### Problem statement
Every line below that holds the word "clicks" must be listed.

Stored data entries
----------
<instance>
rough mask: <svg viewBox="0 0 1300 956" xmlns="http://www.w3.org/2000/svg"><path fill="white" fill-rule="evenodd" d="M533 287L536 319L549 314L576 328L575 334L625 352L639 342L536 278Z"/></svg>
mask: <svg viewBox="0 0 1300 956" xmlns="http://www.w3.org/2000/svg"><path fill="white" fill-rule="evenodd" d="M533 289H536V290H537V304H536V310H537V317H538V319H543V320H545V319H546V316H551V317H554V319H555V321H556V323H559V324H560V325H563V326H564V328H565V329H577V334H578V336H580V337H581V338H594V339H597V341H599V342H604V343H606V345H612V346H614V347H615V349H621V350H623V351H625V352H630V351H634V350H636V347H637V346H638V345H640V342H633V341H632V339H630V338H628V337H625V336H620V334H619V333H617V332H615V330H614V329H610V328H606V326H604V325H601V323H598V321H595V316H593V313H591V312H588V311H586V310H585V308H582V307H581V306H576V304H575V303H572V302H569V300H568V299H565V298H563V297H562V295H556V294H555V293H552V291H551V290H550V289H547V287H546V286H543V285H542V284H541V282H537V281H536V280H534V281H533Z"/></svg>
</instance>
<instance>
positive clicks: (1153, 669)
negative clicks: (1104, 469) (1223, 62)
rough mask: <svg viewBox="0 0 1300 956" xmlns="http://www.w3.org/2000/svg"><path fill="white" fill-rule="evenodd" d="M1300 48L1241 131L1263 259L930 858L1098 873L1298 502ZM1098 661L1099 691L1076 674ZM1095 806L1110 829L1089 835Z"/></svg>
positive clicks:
----------
### Task result
positive clicks: (1153, 669)
negative clicks: (1104, 469) (1223, 62)
positive clicks:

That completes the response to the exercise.